■ TEKS BACAAN:
_ _ _ _ _ _ _
Korupsi Sektor Migas
by Marwan Batubara
Sejak dicokoknya Kepala SKK Migas Rudi Rubiandini pada 13 Agustsu 2013, hingga saat ini KPK telah menyita uang sekitar US$ 1,22 juta. Uang diperoleh saat tertangkap tangan, ruang kerja Sekjen ESDM, deposit box di Bank Mandiri dan brankas SKK Migas. Operasi KPK menjadikan Rudi, Simon Tanjaya (Kernel Oil) dan Deviardi (pelatih golf) sebagai tersangka. KPK mencekal 3 pejabat SKK, yakni Agus S. R. (Divisi Komersialisasi Minyak & Kondensat), Popi A. N. (Divisi Komersial Gas) dan Iwan Ratwan (Divisi Operasi).
Jumlah suap yang diberikan kepada Rudi tergolong kecil jika dibanding dengan potensi rente yang dapat diraih dari berbagai bidang industri migas. Triliunan Rp temuan BPK di sektor migas periode 2000-2012 mengkonfirmasi hal ini. Di benak masyarakat berkembang persepsi, sektor migas memang sarat korupsi yang telah akut. Lahan korupsi sektor migas dan solusi yang mungkin diambil dibahas dalam tulisan ini.
Jenis kegiatan yang dapat menjadi lahan korupsi antara lain pada penetapan cost recovery (CR), penjualan minyak bagian negara, lelang wilayah kerja (WK), perpanjangan kontrak, alokasi penjualan gas dan penetapan sub-kontraktor jasa pendukung. Dalam penetapan CR, modus yang dilakukan berupa penggelembungan CR dan pemasukan pekerjaan tidak relevan CR atau bertentangan dengan PP CR No.79/2010. Dugaan korupsi jenis ini sering dilaporkan BPK, dan untuk 2010-2012 besarnya adalah US$ 221,5 juta atau sekitar Rp 2,3 triliun.
_ _ _ _ _ _ _
■ DATA YANG DIBERIKAN:
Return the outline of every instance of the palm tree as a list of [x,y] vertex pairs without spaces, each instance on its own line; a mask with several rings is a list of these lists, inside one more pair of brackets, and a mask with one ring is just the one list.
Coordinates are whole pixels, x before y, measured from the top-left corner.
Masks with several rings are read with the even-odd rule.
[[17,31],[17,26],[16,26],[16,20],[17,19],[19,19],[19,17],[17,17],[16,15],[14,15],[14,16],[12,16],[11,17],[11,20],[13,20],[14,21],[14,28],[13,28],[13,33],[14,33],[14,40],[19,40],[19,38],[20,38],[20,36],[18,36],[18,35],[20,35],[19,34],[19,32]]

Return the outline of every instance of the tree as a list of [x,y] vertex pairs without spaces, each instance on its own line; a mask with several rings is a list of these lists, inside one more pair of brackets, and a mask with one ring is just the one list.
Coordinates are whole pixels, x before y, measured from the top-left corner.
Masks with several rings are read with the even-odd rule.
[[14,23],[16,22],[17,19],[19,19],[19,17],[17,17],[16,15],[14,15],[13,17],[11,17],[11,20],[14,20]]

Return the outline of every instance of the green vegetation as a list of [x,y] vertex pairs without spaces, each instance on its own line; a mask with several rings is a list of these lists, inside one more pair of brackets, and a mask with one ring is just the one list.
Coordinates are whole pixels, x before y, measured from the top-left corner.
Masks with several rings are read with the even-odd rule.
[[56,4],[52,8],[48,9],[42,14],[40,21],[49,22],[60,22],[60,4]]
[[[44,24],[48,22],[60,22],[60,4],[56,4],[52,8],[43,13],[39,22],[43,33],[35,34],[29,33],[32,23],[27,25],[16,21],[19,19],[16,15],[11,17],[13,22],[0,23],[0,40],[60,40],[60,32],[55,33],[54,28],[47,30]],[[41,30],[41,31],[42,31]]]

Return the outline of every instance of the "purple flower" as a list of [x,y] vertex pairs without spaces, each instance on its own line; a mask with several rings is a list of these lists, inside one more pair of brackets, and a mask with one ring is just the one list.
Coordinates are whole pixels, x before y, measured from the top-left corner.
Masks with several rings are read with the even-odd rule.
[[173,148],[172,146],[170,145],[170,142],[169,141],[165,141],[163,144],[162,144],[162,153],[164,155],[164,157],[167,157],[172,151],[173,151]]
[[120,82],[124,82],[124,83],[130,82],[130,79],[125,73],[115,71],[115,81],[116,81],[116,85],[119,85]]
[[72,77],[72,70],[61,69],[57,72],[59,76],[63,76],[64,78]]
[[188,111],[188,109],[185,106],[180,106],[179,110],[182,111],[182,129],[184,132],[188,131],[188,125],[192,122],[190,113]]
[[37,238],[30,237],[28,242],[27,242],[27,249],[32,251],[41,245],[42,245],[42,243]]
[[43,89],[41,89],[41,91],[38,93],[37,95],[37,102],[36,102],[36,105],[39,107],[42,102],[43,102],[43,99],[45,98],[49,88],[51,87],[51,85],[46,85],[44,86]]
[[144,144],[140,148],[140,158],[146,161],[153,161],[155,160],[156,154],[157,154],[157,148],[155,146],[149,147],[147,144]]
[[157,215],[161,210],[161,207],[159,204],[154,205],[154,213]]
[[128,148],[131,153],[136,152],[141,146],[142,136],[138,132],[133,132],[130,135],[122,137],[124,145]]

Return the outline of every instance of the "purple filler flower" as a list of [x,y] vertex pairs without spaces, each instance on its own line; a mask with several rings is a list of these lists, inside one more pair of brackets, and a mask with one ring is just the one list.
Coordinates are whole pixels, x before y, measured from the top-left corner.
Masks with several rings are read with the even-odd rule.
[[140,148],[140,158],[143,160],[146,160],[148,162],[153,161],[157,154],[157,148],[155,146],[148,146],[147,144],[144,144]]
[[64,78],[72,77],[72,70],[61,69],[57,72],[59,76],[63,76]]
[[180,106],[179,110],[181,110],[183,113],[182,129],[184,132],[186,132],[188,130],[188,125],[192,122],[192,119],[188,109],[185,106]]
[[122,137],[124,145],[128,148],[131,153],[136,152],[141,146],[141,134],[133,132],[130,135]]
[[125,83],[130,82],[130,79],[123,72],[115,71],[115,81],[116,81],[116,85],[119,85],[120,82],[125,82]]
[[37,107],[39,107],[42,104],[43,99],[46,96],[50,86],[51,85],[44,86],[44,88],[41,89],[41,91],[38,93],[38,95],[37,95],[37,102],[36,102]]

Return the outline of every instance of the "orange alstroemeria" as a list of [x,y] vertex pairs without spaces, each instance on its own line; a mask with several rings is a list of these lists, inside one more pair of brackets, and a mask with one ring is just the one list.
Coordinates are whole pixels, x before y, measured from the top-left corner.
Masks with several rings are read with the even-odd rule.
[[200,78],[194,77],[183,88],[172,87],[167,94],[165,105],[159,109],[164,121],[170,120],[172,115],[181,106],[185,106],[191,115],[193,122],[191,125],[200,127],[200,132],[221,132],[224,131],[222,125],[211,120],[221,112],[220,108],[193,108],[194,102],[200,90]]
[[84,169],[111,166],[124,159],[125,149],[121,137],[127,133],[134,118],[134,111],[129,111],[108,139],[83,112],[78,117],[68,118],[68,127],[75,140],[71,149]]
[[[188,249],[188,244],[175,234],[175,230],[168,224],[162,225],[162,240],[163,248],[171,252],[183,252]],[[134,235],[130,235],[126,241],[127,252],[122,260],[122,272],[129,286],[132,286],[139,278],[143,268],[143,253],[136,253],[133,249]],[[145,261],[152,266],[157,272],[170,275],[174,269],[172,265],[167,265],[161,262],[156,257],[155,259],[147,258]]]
_ _ _ _ _ _ _
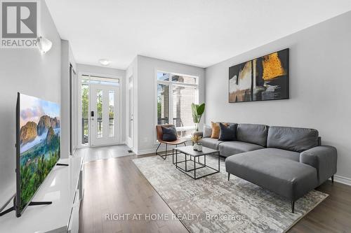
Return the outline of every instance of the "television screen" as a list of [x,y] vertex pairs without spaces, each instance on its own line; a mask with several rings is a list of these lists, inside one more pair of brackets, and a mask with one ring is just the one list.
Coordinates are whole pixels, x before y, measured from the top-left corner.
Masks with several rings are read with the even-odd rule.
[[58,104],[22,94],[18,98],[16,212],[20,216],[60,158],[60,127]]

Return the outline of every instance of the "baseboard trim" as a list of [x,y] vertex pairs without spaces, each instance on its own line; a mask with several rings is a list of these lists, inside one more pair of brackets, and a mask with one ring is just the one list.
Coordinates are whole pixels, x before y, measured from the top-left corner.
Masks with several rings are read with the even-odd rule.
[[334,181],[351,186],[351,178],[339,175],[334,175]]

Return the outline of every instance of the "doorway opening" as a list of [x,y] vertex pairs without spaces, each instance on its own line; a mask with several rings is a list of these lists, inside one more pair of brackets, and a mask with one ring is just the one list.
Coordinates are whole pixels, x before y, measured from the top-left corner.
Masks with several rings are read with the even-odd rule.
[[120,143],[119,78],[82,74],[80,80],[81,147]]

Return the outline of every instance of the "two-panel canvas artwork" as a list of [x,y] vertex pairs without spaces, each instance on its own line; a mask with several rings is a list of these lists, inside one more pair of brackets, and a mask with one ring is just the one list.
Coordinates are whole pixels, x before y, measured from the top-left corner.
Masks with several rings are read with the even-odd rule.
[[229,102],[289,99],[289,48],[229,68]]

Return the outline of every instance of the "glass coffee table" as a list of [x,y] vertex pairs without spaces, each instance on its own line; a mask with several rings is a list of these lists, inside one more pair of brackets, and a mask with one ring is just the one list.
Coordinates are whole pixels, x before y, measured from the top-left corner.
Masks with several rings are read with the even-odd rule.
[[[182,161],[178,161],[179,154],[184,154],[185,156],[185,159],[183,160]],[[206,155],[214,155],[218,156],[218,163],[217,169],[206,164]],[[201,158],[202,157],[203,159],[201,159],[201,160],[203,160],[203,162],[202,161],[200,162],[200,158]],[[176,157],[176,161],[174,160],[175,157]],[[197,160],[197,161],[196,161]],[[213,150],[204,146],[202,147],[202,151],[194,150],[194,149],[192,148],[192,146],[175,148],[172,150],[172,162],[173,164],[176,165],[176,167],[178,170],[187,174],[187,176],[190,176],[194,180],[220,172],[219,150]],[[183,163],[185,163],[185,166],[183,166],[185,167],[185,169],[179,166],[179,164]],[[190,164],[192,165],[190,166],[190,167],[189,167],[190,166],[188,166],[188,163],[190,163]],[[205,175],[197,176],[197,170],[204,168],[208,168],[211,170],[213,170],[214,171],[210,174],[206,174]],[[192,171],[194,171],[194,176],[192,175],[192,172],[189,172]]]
_ _ _ _ _ _ _
■ PERMINTAAN: Tolong ulangi tanpa perubahan bagian teks tentang korupsi sektor migas yang dimulai dari "Jenis kegiatan yang" dan berakhir pada "Rp 2,3 triliun.".

■ JAWABAN LATIHAN:
Jenis kegiatan yang dapat menjadi lahan korupsi antara lain pada penetapan cost recovery (CR), penjualan minyak bagian negara, lelang wilayah kerja (WK), perpanjangan kontrak, alokasi penjualan gas dan penetapan sub-kontraktor jasa pendukung. Dalam penetapan CR, modus yang dilakukan berupa penggelembungan CR dan pemasukan pekerjaan tidak relevan CR atau bertentangan dengan PP CR No.79/2010. Dugaan korupsi jenis ini sering dilaporkan BPK, dan untuk 2010-2012 besarnya adalah US$ 221,5 juta atau sekitar Rp 2,3 triliun.